==== Recorded information
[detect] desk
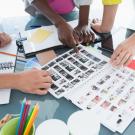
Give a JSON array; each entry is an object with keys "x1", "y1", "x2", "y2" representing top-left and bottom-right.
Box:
[{"x1": 0, "y1": 14, "x2": 135, "y2": 135}]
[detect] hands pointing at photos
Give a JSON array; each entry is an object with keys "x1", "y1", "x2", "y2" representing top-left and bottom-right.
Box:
[{"x1": 111, "y1": 35, "x2": 135, "y2": 66}]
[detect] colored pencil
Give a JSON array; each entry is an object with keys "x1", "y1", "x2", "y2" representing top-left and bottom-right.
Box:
[
  {"x1": 19, "y1": 100, "x2": 31, "y2": 135},
  {"x1": 0, "y1": 52, "x2": 17, "y2": 57},
  {"x1": 16, "y1": 99, "x2": 26, "y2": 135},
  {"x1": 23, "y1": 104, "x2": 39, "y2": 135}
]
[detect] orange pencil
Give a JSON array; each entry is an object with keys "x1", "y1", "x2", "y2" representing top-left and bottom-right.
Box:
[
  {"x1": 23, "y1": 104, "x2": 39, "y2": 135},
  {"x1": 0, "y1": 52, "x2": 16, "y2": 57}
]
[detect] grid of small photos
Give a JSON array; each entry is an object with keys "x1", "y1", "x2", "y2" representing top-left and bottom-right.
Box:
[
  {"x1": 42, "y1": 45, "x2": 107, "y2": 98},
  {"x1": 66, "y1": 61, "x2": 135, "y2": 133},
  {"x1": 42, "y1": 45, "x2": 135, "y2": 133}
]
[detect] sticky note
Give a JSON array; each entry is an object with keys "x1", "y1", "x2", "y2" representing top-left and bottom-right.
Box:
[
  {"x1": 128, "y1": 60, "x2": 135, "y2": 70},
  {"x1": 29, "y1": 28, "x2": 52, "y2": 44}
]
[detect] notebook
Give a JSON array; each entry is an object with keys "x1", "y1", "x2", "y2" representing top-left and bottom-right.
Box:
[
  {"x1": 0, "y1": 35, "x2": 17, "y2": 104},
  {"x1": 21, "y1": 20, "x2": 78, "y2": 57},
  {"x1": 42, "y1": 45, "x2": 135, "y2": 133}
]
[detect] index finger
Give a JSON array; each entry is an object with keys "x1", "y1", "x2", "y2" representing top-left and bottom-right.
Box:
[
  {"x1": 41, "y1": 70, "x2": 50, "y2": 76},
  {"x1": 111, "y1": 46, "x2": 122, "y2": 61}
]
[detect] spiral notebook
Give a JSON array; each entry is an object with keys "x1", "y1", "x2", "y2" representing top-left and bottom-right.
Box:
[{"x1": 0, "y1": 36, "x2": 17, "y2": 104}]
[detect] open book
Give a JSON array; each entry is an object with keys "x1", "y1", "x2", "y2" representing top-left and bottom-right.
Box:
[{"x1": 21, "y1": 20, "x2": 78, "y2": 56}]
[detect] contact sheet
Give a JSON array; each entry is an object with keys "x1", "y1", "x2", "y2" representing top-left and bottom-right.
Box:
[{"x1": 42, "y1": 45, "x2": 135, "y2": 133}]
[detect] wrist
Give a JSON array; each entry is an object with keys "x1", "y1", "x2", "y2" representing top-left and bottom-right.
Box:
[
  {"x1": 10, "y1": 73, "x2": 21, "y2": 89},
  {"x1": 54, "y1": 19, "x2": 66, "y2": 28},
  {"x1": 100, "y1": 25, "x2": 111, "y2": 33}
]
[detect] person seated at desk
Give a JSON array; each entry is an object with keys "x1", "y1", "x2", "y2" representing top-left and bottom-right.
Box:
[
  {"x1": 92, "y1": 1, "x2": 135, "y2": 67},
  {"x1": 111, "y1": 0, "x2": 135, "y2": 66},
  {"x1": 0, "y1": 33, "x2": 52, "y2": 95},
  {"x1": 25, "y1": 0, "x2": 121, "y2": 51}
]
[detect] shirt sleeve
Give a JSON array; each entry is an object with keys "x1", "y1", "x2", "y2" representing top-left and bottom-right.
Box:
[
  {"x1": 102, "y1": 0, "x2": 122, "y2": 5},
  {"x1": 74, "y1": 0, "x2": 93, "y2": 5}
]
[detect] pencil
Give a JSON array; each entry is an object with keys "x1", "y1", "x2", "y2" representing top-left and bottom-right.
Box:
[
  {"x1": 16, "y1": 98, "x2": 26, "y2": 135},
  {"x1": 0, "y1": 52, "x2": 16, "y2": 57},
  {"x1": 23, "y1": 104, "x2": 39, "y2": 135}
]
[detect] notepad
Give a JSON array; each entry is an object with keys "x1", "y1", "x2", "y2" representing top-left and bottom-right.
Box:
[
  {"x1": 28, "y1": 28, "x2": 52, "y2": 45},
  {"x1": 21, "y1": 20, "x2": 78, "y2": 57}
]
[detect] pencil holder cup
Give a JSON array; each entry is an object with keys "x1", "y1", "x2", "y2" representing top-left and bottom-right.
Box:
[{"x1": 0, "y1": 117, "x2": 35, "y2": 135}]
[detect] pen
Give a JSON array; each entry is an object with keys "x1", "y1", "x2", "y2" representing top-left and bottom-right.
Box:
[
  {"x1": 30, "y1": 25, "x2": 42, "y2": 28},
  {"x1": 98, "y1": 47, "x2": 113, "y2": 53},
  {"x1": 0, "y1": 52, "x2": 16, "y2": 57}
]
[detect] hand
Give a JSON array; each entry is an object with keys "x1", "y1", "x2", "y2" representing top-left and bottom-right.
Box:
[
  {"x1": 110, "y1": 39, "x2": 135, "y2": 67},
  {"x1": 15, "y1": 69, "x2": 52, "y2": 95},
  {"x1": 57, "y1": 23, "x2": 79, "y2": 52},
  {"x1": 74, "y1": 25, "x2": 95, "y2": 43},
  {"x1": 0, "y1": 32, "x2": 11, "y2": 48},
  {"x1": 91, "y1": 18, "x2": 110, "y2": 33}
]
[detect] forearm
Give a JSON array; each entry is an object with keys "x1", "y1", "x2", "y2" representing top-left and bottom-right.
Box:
[
  {"x1": 124, "y1": 33, "x2": 135, "y2": 45},
  {"x1": 79, "y1": 5, "x2": 90, "y2": 26},
  {"x1": 101, "y1": 5, "x2": 118, "y2": 32},
  {"x1": 32, "y1": 0, "x2": 65, "y2": 27},
  {"x1": 0, "y1": 73, "x2": 18, "y2": 89}
]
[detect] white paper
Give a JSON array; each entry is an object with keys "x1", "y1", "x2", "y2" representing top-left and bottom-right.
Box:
[
  {"x1": 21, "y1": 20, "x2": 77, "y2": 54},
  {"x1": 42, "y1": 45, "x2": 135, "y2": 133}
]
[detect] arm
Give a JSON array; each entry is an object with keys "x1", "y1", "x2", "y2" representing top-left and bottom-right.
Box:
[
  {"x1": 32, "y1": 0, "x2": 65, "y2": 27},
  {"x1": 0, "y1": 73, "x2": 18, "y2": 89},
  {"x1": 111, "y1": 34, "x2": 135, "y2": 66},
  {"x1": 0, "y1": 69, "x2": 52, "y2": 95},
  {"x1": 75, "y1": 5, "x2": 94, "y2": 43},
  {"x1": 101, "y1": 5, "x2": 118, "y2": 33},
  {"x1": 79, "y1": 5, "x2": 90, "y2": 26},
  {"x1": 91, "y1": 0, "x2": 121, "y2": 33},
  {"x1": 32, "y1": 0, "x2": 78, "y2": 49}
]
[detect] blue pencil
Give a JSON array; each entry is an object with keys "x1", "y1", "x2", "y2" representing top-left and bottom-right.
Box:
[{"x1": 16, "y1": 99, "x2": 26, "y2": 135}]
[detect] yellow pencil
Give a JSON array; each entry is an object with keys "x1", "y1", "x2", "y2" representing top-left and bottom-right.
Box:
[{"x1": 23, "y1": 104, "x2": 39, "y2": 135}]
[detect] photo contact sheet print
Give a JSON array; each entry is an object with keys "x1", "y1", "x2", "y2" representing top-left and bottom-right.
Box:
[{"x1": 42, "y1": 45, "x2": 135, "y2": 133}]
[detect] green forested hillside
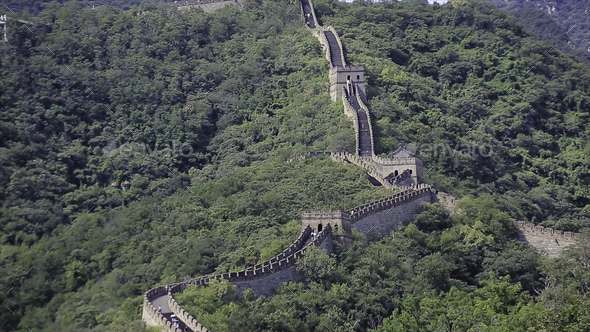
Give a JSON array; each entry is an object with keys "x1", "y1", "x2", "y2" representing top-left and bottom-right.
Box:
[
  {"x1": 486, "y1": 0, "x2": 590, "y2": 63},
  {"x1": 0, "y1": 0, "x2": 590, "y2": 331}
]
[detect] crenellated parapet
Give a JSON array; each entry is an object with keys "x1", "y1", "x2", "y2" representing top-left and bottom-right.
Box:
[
  {"x1": 350, "y1": 183, "x2": 437, "y2": 224},
  {"x1": 342, "y1": 88, "x2": 361, "y2": 155},
  {"x1": 142, "y1": 286, "x2": 182, "y2": 332},
  {"x1": 514, "y1": 220, "x2": 578, "y2": 241},
  {"x1": 354, "y1": 87, "x2": 375, "y2": 159}
]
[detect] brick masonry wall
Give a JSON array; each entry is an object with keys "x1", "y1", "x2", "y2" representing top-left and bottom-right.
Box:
[
  {"x1": 513, "y1": 220, "x2": 579, "y2": 258},
  {"x1": 352, "y1": 193, "x2": 436, "y2": 240},
  {"x1": 232, "y1": 264, "x2": 306, "y2": 297}
]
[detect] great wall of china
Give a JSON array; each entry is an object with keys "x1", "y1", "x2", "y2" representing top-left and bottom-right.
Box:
[{"x1": 142, "y1": 0, "x2": 577, "y2": 332}]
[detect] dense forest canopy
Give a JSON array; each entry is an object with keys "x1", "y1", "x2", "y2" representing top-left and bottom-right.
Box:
[
  {"x1": 486, "y1": 0, "x2": 590, "y2": 63},
  {"x1": 0, "y1": 0, "x2": 590, "y2": 331}
]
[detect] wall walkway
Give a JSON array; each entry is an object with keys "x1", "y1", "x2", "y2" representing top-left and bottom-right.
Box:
[{"x1": 142, "y1": 0, "x2": 576, "y2": 332}]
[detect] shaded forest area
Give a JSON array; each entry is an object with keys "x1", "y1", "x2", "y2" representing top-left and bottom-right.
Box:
[
  {"x1": 486, "y1": 0, "x2": 590, "y2": 64},
  {"x1": 0, "y1": 0, "x2": 590, "y2": 331}
]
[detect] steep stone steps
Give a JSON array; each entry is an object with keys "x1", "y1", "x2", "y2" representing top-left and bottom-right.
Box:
[
  {"x1": 348, "y1": 87, "x2": 373, "y2": 158},
  {"x1": 301, "y1": 0, "x2": 316, "y2": 29}
]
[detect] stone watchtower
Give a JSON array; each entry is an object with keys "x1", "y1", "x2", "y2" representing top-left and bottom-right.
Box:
[
  {"x1": 301, "y1": 210, "x2": 352, "y2": 244},
  {"x1": 373, "y1": 146, "x2": 424, "y2": 186},
  {"x1": 330, "y1": 66, "x2": 365, "y2": 101}
]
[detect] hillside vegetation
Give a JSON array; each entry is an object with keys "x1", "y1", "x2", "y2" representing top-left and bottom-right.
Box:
========
*Task*: Copy the lines of the material word for word, from the line with "[detect] hillside vegetation" up to and including the last line.

*Worked solution*:
[detect] hillside vegetation
Give a JSON array; each entry is an object with keys "x1", "y1", "x2", "y2" representing top-left and bottom-right.
Box:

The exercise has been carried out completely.